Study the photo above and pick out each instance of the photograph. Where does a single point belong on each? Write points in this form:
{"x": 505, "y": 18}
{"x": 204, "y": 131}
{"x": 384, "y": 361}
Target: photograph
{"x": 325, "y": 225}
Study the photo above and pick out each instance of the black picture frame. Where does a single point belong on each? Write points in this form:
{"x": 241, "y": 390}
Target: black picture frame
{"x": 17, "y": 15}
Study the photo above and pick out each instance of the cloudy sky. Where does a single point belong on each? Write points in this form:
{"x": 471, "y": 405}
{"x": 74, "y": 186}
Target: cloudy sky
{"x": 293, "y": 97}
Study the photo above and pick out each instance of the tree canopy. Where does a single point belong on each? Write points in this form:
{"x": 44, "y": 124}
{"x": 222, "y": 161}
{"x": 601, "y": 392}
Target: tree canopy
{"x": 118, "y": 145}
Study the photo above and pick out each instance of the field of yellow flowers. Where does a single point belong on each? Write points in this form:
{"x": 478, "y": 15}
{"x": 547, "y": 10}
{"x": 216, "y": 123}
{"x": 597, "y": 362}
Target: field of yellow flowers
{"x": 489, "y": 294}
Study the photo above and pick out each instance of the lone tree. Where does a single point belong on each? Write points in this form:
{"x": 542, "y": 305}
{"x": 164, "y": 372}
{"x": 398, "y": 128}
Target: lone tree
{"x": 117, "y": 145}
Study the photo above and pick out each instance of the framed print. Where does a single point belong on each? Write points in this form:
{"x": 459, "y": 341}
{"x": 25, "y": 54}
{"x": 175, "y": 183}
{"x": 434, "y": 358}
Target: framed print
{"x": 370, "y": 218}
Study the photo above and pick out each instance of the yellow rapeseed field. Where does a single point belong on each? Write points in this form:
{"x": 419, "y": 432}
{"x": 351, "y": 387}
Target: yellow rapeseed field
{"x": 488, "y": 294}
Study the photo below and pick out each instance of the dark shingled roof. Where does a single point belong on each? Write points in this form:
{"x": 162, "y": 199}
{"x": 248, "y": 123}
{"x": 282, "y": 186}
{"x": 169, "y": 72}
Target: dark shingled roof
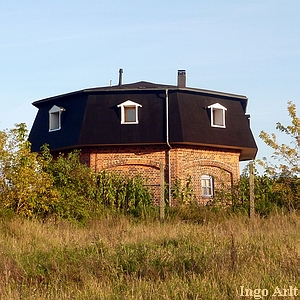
{"x": 92, "y": 117}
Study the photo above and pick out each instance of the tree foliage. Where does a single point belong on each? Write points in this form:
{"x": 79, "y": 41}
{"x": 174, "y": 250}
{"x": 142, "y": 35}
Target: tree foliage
{"x": 286, "y": 155}
{"x": 25, "y": 187}
{"x": 39, "y": 185}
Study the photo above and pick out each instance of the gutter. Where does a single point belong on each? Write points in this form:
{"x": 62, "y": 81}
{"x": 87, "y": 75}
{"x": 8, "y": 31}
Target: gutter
{"x": 169, "y": 146}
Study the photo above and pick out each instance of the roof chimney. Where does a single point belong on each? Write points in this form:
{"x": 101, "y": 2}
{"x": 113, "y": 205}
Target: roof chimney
{"x": 181, "y": 80}
{"x": 120, "y": 76}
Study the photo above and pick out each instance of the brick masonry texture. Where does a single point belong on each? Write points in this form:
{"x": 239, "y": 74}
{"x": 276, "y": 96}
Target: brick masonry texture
{"x": 185, "y": 162}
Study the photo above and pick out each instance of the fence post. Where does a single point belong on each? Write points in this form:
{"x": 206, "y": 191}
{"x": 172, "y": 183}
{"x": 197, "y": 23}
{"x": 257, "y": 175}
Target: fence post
{"x": 162, "y": 194}
{"x": 251, "y": 178}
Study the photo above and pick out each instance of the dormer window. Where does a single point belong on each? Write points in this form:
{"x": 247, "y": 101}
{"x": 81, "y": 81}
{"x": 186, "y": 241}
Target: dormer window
{"x": 129, "y": 112}
{"x": 55, "y": 118}
{"x": 217, "y": 115}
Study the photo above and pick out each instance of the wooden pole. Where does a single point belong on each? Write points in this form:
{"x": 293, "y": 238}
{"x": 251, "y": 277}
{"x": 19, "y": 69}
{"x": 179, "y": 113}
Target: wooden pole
{"x": 162, "y": 194}
{"x": 251, "y": 178}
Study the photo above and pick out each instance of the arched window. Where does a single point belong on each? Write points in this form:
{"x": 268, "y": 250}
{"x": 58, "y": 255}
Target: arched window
{"x": 129, "y": 112}
{"x": 207, "y": 186}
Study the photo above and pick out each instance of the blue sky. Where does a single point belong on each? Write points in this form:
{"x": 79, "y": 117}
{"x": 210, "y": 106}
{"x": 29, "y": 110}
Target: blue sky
{"x": 244, "y": 47}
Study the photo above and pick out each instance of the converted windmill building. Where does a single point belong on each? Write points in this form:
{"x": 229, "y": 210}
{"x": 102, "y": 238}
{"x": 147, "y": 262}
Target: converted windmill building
{"x": 132, "y": 128}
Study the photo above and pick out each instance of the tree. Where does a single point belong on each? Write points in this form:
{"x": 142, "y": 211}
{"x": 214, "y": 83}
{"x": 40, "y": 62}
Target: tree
{"x": 24, "y": 186}
{"x": 286, "y": 155}
{"x": 284, "y": 180}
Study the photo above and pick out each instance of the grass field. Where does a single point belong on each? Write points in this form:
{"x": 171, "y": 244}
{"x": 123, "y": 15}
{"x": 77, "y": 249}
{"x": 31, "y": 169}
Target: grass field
{"x": 120, "y": 258}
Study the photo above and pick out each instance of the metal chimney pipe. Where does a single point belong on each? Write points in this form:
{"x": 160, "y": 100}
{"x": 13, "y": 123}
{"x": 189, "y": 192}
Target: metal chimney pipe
{"x": 120, "y": 76}
{"x": 181, "y": 81}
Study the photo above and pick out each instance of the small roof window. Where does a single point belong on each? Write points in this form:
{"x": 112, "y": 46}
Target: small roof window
{"x": 55, "y": 118}
{"x": 217, "y": 115}
{"x": 129, "y": 112}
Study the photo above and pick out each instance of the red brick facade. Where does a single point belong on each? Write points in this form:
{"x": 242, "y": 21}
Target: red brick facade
{"x": 185, "y": 162}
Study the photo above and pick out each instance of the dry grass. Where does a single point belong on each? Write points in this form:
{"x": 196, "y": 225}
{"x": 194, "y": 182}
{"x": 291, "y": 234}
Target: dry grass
{"x": 116, "y": 258}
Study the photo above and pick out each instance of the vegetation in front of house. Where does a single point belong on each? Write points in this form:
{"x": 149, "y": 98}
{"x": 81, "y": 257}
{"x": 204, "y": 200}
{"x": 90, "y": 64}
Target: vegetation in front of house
{"x": 118, "y": 248}
{"x": 36, "y": 185}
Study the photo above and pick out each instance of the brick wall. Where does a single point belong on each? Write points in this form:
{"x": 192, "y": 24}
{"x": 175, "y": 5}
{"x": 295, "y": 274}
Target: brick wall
{"x": 185, "y": 161}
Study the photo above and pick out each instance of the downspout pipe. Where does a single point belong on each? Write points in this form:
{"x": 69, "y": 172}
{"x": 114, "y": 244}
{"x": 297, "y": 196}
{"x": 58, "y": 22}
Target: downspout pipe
{"x": 169, "y": 146}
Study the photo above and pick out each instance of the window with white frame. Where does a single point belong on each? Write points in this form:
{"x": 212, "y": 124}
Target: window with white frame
{"x": 217, "y": 115}
{"x": 129, "y": 112}
{"x": 207, "y": 186}
{"x": 55, "y": 118}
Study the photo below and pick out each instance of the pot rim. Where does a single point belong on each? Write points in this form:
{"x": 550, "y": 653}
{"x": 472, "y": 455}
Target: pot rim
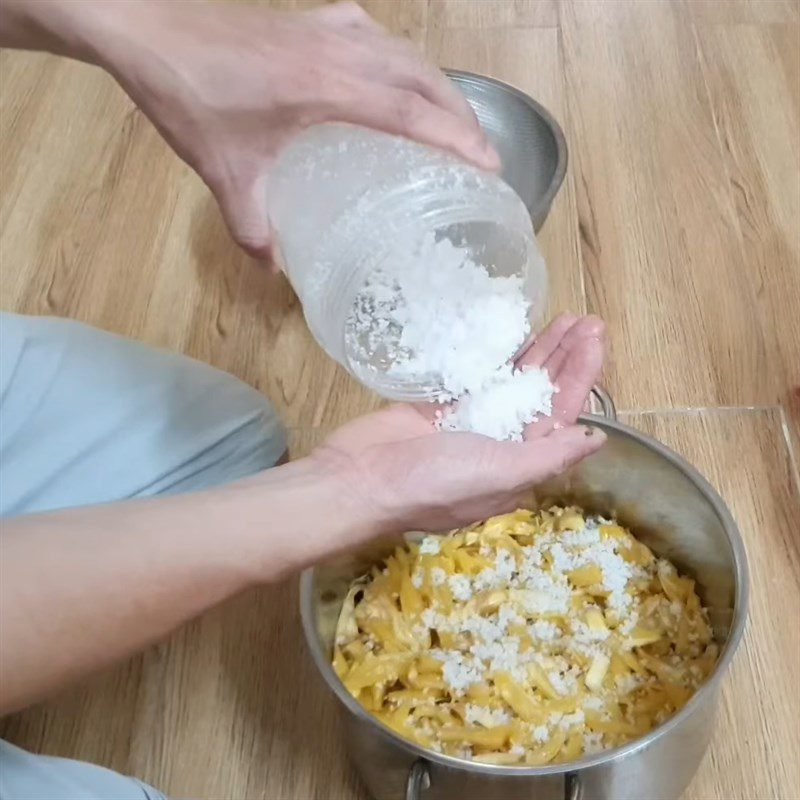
{"x": 707, "y": 689}
{"x": 540, "y": 207}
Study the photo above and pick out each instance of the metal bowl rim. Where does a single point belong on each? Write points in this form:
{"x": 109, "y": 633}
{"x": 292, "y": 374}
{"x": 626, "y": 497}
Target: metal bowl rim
{"x": 544, "y": 202}
{"x": 741, "y": 597}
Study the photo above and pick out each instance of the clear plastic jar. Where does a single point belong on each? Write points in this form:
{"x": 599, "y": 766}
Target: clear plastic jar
{"x": 346, "y": 200}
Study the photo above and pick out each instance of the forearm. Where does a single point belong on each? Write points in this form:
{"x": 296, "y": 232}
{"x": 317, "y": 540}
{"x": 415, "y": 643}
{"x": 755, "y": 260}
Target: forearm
{"x": 82, "y": 588}
{"x": 100, "y": 32}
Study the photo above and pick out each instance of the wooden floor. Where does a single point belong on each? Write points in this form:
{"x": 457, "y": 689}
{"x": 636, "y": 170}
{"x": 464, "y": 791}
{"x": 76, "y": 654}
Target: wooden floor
{"x": 679, "y": 223}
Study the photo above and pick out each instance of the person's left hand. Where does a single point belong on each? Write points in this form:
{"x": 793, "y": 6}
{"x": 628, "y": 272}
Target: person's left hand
{"x": 404, "y": 473}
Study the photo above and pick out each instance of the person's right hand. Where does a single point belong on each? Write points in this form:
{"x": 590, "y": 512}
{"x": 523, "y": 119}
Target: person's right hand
{"x": 228, "y": 86}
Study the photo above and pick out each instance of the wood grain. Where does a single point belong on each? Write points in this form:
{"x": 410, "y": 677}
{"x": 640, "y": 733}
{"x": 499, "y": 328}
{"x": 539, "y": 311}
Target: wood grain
{"x": 231, "y": 705}
{"x": 664, "y": 249}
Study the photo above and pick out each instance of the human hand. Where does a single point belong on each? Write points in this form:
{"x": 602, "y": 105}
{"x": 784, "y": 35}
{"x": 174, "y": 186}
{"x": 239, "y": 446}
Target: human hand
{"x": 229, "y": 86}
{"x": 404, "y": 473}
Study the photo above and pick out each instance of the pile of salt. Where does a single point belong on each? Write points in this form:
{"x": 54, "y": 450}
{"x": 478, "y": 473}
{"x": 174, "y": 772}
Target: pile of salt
{"x": 440, "y": 314}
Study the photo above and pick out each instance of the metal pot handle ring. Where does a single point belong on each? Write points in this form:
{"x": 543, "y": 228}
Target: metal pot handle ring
{"x": 418, "y": 779}
{"x": 607, "y": 407}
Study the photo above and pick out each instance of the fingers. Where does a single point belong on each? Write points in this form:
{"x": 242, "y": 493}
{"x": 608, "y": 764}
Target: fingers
{"x": 574, "y": 364}
{"x": 547, "y": 456}
{"x": 408, "y": 114}
{"x": 245, "y": 213}
{"x": 544, "y": 344}
{"x": 585, "y": 330}
{"x": 581, "y": 361}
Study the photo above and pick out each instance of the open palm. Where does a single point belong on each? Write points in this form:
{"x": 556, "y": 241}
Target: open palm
{"x": 411, "y": 476}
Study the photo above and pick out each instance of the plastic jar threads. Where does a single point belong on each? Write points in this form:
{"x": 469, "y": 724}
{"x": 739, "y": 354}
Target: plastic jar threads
{"x": 346, "y": 201}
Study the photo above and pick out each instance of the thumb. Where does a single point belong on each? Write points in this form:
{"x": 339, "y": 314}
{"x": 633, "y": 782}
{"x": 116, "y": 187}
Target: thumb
{"x": 245, "y": 211}
{"x": 542, "y": 458}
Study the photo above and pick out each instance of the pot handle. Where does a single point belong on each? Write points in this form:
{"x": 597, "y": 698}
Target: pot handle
{"x": 607, "y": 407}
{"x": 572, "y": 788}
{"x": 418, "y": 779}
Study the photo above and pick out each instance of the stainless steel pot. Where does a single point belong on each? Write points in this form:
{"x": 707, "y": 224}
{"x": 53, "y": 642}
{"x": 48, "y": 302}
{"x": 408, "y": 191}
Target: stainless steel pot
{"x": 674, "y": 510}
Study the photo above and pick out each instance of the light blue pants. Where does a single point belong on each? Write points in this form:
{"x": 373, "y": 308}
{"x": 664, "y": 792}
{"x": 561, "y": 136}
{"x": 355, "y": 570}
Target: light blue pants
{"x": 89, "y": 417}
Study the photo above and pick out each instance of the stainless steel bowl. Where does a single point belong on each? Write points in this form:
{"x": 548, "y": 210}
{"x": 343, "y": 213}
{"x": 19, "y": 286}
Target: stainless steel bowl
{"x": 530, "y": 142}
{"x": 674, "y": 510}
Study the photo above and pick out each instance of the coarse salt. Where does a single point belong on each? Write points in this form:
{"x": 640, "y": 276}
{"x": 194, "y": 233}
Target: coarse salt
{"x": 460, "y": 586}
{"x": 430, "y": 545}
{"x": 437, "y": 316}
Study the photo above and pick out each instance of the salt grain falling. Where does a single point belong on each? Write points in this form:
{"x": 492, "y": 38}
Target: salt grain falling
{"x": 440, "y": 314}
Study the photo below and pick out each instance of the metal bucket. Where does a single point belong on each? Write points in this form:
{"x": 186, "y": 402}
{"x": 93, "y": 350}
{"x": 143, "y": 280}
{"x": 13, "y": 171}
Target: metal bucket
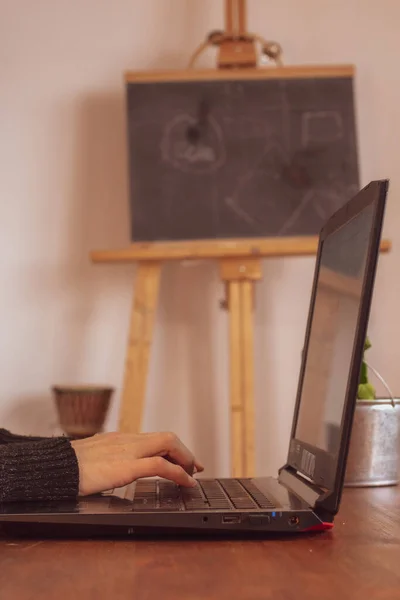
{"x": 375, "y": 444}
☆ ☆ ☆
▸ Your task
In the lines from the one containing "the metal bucket." through the end of the records, rename "metal bucket" to "steel pail" and keep everything else the same. Write out only those lines, leaving out the pictures.

▸ Solution for this exercise
Study the photo below and pick out each instance of the steel pail. Where does a single point belong on each? Write points in this form:
{"x": 186, "y": 402}
{"x": 93, "y": 350}
{"x": 143, "y": 280}
{"x": 13, "y": 171}
Target: steel pail
{"x": 375, "y": 444}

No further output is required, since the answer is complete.